-- BEGIN --

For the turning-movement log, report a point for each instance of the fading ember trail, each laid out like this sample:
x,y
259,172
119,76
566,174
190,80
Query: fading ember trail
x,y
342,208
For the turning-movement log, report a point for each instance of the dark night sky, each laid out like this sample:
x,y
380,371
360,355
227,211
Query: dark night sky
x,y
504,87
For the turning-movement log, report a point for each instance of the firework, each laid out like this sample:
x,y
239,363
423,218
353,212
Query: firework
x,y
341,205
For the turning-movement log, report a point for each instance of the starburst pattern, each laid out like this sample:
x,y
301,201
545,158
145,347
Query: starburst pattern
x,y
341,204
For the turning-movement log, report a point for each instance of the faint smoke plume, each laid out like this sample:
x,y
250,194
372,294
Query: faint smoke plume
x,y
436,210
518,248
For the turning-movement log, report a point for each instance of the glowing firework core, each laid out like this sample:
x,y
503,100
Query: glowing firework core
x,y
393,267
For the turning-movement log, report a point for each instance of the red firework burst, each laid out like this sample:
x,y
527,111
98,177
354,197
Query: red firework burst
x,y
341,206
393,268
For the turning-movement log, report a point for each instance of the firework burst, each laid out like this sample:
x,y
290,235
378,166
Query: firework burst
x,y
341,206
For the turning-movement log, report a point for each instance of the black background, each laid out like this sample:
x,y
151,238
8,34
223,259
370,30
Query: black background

-- END --
-- BEGIN --

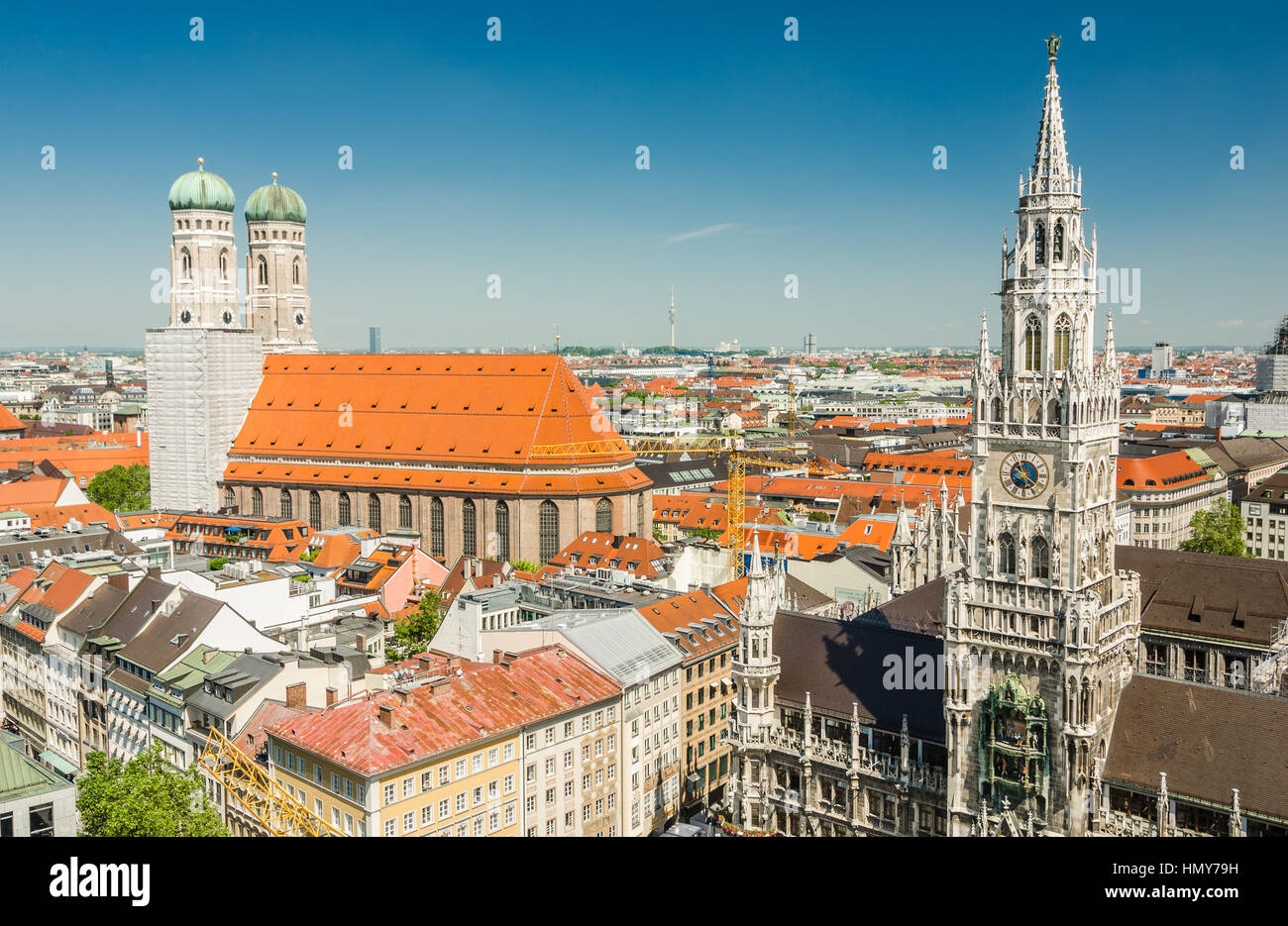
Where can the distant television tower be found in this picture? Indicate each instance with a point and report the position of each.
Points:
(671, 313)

-- END --

▶ _Prompt_
Rewrite the lines from the one containing "of the black" through the one containing "Query: black background", changing "sample" to "template" and keeping everything else the same.

▶ _Solution for this problem_
For the turning-movement log, report a point for each instance of the black background, each laid out like this template:
x,y
151,238
8,34
223,259
370,30
Query: black background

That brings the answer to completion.